THE TASK:
Pick out every line below that contains the word "skin" and copy each of those lines in full.
━━ DATA TO USE ━━
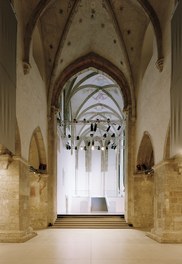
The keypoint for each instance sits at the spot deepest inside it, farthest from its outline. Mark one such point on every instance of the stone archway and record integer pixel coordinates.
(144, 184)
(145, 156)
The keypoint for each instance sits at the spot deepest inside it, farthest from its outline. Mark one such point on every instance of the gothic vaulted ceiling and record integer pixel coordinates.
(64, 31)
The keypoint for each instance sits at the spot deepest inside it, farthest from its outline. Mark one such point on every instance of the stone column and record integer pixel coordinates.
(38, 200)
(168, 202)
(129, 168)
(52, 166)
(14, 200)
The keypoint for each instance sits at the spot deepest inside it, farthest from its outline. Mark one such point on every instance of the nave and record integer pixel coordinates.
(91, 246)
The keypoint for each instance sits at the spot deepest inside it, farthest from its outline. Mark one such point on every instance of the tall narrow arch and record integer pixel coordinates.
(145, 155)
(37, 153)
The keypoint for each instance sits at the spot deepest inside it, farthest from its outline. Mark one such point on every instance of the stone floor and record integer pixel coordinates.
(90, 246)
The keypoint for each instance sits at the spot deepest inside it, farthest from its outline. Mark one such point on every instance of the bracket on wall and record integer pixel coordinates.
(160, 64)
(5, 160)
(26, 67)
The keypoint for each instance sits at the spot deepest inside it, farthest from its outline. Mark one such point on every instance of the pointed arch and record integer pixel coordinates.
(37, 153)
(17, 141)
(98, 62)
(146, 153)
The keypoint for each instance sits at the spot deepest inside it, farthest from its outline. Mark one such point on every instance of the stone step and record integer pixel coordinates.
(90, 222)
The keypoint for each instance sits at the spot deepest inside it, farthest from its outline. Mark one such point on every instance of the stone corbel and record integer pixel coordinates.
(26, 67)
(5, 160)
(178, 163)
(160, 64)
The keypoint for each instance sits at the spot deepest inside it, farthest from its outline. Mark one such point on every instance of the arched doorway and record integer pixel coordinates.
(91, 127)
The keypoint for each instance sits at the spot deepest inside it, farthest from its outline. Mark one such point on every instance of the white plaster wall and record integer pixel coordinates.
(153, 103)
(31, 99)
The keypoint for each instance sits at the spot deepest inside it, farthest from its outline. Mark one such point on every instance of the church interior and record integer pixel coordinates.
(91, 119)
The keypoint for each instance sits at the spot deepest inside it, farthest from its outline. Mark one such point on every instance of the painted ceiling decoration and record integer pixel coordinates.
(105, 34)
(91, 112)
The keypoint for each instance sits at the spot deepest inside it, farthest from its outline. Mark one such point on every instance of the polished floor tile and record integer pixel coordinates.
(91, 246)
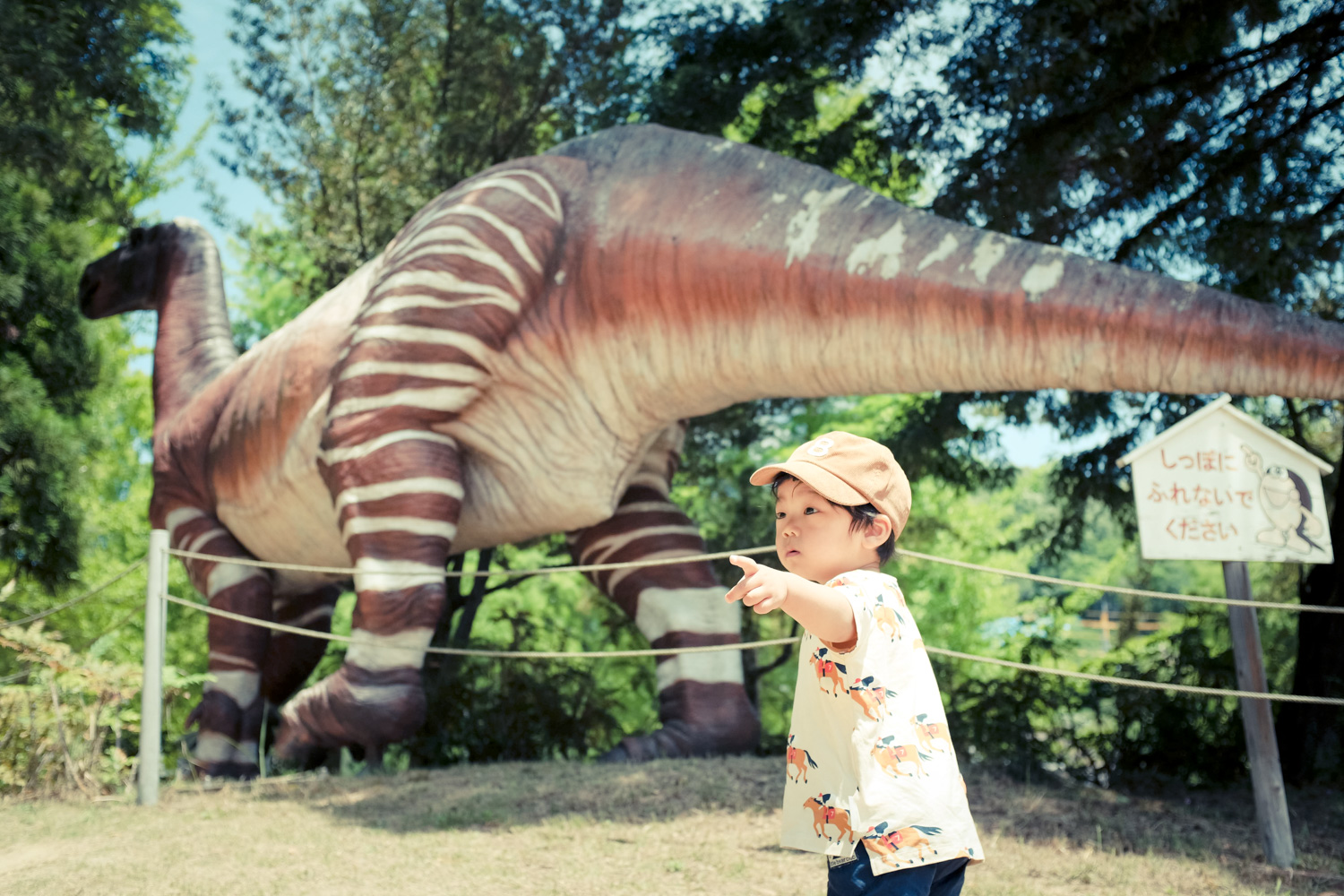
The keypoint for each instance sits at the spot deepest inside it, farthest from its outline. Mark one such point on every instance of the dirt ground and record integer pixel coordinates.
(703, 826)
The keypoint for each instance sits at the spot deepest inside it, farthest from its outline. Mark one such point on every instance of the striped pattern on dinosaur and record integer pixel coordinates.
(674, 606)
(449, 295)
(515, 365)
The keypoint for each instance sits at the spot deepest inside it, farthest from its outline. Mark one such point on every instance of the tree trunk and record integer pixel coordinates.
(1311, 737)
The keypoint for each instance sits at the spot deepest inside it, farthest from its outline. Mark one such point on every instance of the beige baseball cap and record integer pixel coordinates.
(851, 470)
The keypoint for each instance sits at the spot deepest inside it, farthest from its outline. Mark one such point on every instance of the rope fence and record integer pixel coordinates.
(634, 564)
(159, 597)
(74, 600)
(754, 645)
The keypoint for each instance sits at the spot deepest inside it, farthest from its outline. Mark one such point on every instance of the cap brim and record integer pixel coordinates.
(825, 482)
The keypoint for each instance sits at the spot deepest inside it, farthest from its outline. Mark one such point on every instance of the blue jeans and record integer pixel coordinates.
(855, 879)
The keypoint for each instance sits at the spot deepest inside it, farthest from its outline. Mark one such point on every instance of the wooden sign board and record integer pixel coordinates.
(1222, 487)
━━━
━━ DATA TO USE ━━
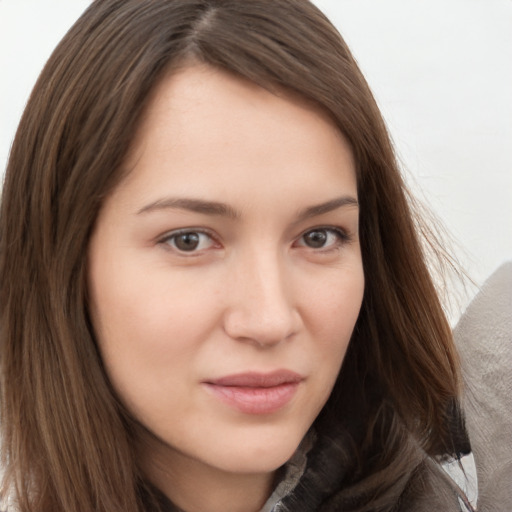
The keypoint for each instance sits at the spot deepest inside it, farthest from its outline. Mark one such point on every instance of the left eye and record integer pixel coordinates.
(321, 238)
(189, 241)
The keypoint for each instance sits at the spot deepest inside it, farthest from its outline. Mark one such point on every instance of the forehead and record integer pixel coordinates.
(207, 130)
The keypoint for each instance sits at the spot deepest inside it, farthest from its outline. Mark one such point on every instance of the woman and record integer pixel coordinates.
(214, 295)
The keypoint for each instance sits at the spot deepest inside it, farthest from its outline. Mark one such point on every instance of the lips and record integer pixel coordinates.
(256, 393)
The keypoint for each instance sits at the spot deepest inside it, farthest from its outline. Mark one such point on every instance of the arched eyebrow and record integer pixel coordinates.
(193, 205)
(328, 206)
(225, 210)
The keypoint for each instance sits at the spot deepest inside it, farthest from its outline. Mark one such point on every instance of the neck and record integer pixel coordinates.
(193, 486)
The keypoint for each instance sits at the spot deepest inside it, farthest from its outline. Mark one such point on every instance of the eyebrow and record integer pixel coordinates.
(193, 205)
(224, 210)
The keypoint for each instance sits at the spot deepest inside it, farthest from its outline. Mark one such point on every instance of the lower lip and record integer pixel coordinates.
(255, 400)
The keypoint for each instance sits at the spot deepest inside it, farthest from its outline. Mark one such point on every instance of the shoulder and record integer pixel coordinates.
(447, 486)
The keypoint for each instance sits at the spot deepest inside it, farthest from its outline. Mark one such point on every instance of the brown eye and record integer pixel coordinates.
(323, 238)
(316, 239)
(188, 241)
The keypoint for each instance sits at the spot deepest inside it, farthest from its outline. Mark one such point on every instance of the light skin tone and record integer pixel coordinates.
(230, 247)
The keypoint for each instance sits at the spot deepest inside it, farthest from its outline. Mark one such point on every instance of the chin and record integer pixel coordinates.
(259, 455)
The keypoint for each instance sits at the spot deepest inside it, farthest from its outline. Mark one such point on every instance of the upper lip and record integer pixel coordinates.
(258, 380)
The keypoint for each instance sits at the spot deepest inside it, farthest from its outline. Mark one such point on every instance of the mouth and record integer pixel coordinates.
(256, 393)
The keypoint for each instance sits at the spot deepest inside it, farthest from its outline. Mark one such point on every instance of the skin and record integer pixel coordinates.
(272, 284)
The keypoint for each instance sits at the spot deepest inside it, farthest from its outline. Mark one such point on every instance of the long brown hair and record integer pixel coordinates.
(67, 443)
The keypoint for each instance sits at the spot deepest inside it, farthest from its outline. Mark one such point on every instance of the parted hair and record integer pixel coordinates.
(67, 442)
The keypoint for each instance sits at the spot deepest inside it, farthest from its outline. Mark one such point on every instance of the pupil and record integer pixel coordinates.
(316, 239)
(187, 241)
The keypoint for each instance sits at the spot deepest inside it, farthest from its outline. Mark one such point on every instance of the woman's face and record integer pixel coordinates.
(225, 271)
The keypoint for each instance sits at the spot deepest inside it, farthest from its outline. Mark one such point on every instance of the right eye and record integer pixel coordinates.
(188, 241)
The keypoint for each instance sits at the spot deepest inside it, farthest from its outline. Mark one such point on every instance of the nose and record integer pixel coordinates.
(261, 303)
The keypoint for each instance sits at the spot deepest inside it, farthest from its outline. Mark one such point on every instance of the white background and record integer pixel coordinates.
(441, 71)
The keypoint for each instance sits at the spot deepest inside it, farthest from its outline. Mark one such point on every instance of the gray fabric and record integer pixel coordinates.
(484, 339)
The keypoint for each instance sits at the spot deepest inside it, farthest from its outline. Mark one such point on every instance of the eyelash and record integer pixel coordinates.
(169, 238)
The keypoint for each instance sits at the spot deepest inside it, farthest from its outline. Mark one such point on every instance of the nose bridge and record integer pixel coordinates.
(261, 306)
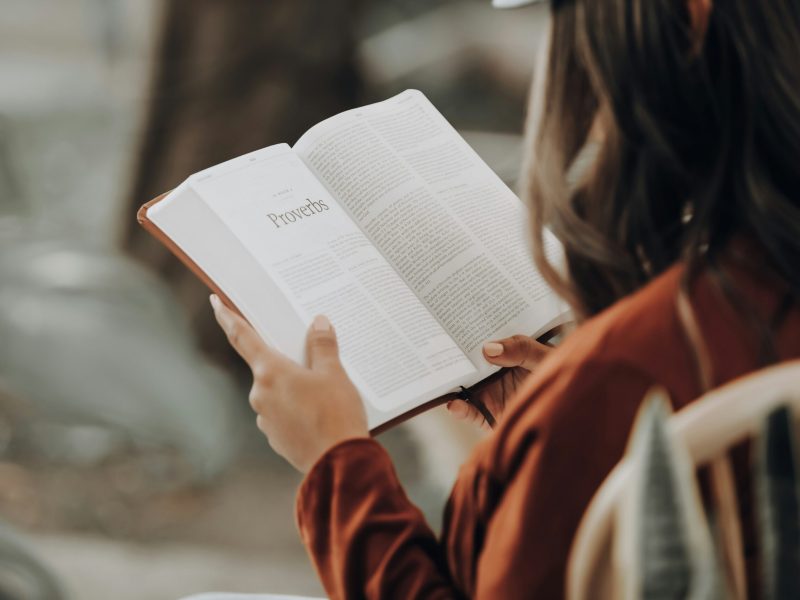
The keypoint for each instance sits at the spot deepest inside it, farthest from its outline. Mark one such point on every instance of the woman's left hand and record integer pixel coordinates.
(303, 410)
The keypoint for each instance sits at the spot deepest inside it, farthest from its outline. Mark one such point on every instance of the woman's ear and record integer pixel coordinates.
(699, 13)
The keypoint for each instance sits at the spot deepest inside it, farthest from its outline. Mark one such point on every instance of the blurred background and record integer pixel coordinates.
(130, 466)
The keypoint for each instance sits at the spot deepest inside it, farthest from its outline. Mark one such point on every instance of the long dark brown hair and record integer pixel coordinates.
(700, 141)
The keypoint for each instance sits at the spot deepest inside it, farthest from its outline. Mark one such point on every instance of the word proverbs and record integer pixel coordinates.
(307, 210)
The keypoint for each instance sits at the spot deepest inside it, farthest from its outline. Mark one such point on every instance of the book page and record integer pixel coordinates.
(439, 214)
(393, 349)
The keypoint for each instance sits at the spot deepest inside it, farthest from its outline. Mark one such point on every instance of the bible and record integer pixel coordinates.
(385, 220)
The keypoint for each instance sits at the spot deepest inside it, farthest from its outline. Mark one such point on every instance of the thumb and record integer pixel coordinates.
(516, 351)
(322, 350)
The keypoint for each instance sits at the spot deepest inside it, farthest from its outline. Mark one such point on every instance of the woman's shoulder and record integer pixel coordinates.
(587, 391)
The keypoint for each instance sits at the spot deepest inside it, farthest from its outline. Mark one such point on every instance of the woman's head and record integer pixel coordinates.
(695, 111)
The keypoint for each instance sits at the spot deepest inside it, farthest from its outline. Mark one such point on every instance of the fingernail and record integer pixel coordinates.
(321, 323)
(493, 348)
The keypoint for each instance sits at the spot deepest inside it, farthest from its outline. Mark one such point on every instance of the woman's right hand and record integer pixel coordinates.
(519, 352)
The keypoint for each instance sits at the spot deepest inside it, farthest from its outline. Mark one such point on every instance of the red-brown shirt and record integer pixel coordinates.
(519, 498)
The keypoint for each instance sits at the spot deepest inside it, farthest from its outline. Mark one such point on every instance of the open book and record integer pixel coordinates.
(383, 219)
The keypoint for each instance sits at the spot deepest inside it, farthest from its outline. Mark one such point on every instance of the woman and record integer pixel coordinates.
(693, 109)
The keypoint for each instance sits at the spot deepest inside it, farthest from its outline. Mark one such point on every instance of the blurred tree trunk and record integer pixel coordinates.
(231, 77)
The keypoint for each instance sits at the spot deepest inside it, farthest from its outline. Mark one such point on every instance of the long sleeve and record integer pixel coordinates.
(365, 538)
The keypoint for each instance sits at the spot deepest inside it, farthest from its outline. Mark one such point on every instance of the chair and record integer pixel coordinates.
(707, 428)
━━━
ANSWER FOR THE TASK:
The keypoint for each instance sits at the spot deepest inside it, farthest from its outline. Mark one such point on every instance of the light skin tone and record integer pixel coordinates.
The keypoint for each instance sits at the spot deepest inside it, farthest from its outline. Mark one such point on every instance of the skin and record integer pixel coordinates.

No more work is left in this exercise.